The International Energy Agency is increasingly clearer about it. The electricity generation costs of the major renewable sources, solar photovoltaic and wind power have fallen so much in the last five years that they confirm that a new installation of these technologies is already more competitive compared to new power plants based on fossil fuels.
This is the main conclusion of the eighth edition of the IEA report, “Costs of Generating Electricity 2015” which highlights the particularly sharp downturn of photovoltaics.
The report also reveals that nuclear power plants also produce cheaper electricity than coal and gas. This report has been developed together with the Nuclear Energy Agency. Compared to the previous edition, published five years ago, it is worth noting that the fall in the cost of renewable generation and stagnation in the price of new nuclear power plants, have helped curb inflation of costs of electricity generation of the last five years.

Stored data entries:
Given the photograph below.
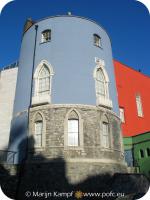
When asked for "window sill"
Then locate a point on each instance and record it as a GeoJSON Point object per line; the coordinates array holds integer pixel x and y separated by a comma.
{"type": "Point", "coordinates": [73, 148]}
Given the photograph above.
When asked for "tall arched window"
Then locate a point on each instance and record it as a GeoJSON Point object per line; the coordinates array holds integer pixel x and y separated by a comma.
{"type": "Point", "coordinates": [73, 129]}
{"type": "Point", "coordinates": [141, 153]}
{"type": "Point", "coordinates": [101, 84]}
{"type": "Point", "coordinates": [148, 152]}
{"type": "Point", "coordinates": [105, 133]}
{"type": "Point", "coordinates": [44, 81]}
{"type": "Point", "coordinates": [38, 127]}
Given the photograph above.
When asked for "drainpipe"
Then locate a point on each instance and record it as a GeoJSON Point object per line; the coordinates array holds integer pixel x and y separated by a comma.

--

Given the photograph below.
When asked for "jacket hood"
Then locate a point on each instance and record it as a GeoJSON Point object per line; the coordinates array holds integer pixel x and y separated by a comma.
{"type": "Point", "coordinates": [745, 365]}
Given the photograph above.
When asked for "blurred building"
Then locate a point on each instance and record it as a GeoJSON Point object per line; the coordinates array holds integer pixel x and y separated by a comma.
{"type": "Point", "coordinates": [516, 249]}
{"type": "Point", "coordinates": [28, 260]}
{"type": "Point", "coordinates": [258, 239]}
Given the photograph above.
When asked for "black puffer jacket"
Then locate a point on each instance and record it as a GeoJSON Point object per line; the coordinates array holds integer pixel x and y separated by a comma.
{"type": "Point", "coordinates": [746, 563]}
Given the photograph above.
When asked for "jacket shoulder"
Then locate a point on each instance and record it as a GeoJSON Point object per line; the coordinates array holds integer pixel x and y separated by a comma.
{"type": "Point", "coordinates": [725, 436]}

## What you should do
Duplicate the passage of the electricity cost text from "This is the" to "downturn of photovoltaics.".

## Your solution
This is the main conclusion of the eighth edition of the IEA report, “Costs of Generating Electricity 2015” which highlights the particularly sharp downturn of photovoltaics.